ЕЕ - А вы заметили, каким образом модные, в основном, московские поэты (и чаще поэтессы) пробуют, так сказать, расширять возможности языка путем грамматических сломов? Разве это не есть то же самое писание против шерсти, но уже в поэзии, а не в прозе?
АМ - Нет, это просто дурной вкус.
ЕЕ - Кажется, Саша Соколов говорил: «Чтобы писать, надо читать». Трудно представить себе нечитающего поэта. Я знаю, что для Вас питательной средой является английская поэзия.
АМ - Среди прочих.
ЕЕ - Но все-таки это основа вашего питания, верно? Как это все случилось? И почему? Откуда возникает этот внутренний ответ, эта соотнесенность с другим языком и с другой традицией?
АМ - Тоже трудно ответить. Начать с того, что гораздо лучше английского я знаю немецкий, поскольку и по образованию и по роду занятий я германист. Уже живя в Германии, я защитил диссертацию, тема которой соединяла германистику, славистику и философию. Это была попытка рассмотреть два романа – «Годы учения Вильгельма Мейстера » Гете и «Евгения Онегина», с которых, по сути дела, начинается современность, так называемая эпоха модерна. Каким образом она именно там начинается и как все это происходит? Первая часть диссертации под названием «Современный образ мира: действительность.» была переведена на русский и опубликована в журнале «Вопросы философии».
Для меня немецкий язык и немецкая литература очень близки, но почему-то в поэзии ХХ в. наиболее интересной для меня оказалась английская поэзия. Если говорить о немецкоязычной, то после Рильке – а Рильке, как все знают, это тоже наше все – есть очень много интересного, но не от этого как-то исходишь. Целан для меня не питателен. Готфрид Бем тоже поразительный поэт, но и там нет традиции, нет фундамента, который позволял бы мне что-то делать. Ну, и французская поэзия - по-французски я тоже читаю – тоже меня как-то никуда не ведет. А вот англоязычная поэзия дала мне некое основание, на которое я смог встать и двигаться дальше. Почему именно так все происходит, ответить достаточно сложно. Формальные вещи – они ясны.

→ СТРОКИ ДАННЫХ
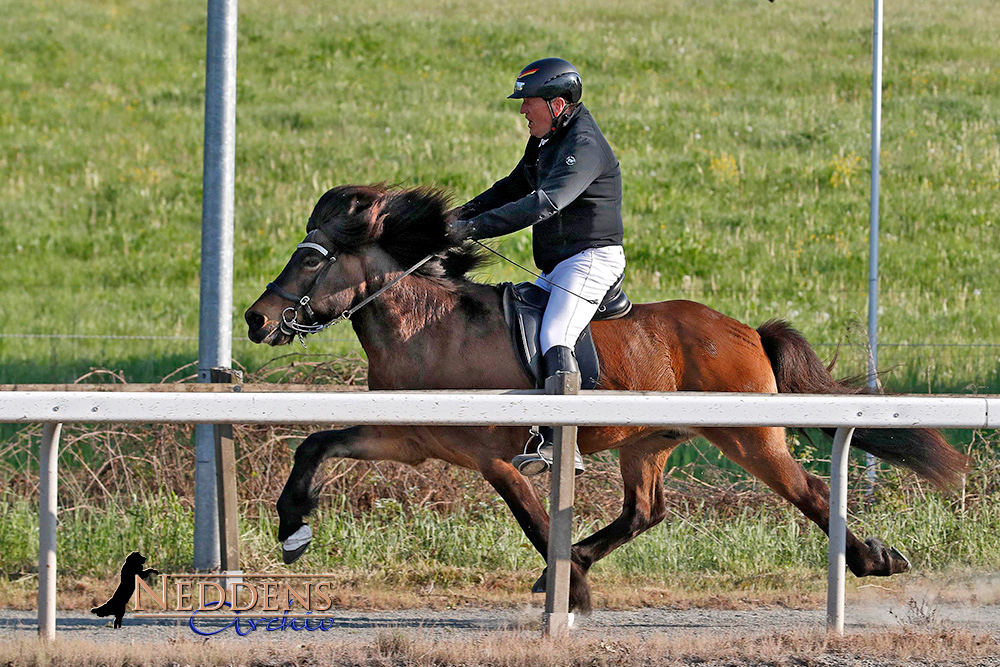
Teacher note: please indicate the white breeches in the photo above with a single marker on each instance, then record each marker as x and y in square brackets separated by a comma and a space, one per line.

→ ПОСТАВЛЕННАЯ ЗАДАЧА 1
Какая поэзия, согласно исходному отрывку, дала АМ основание, на которое можно встать и двигаться дальше?
→ ПОСТАВЛЕННАЯ ЗАДАЧА 2
Определите, согласуются ли с исходным отрывком следующие утверждения, и к каждому ответу «да» или «нет» приведите решающие слова отрывка в виде точной цитаты: (a) АМ знает английский язык лучше, чем немецкий; (b) диссертацию АМ защитил в Германии; (c) Целан для АМ является питательным поэтом.

→ ПИСЬМЕННЫЙ ОТВЕТ 1
Англоязычная поэзия.

→ ПИСЬМЕННЫЙ ОТВЕТ 2
(a) Нет: «гораздо лучше английского я знаю немецкий».
(b) Да: «Уже живя в Германии, я защитил диссертацию».
(c) Нет: «Целан для меня не питателен».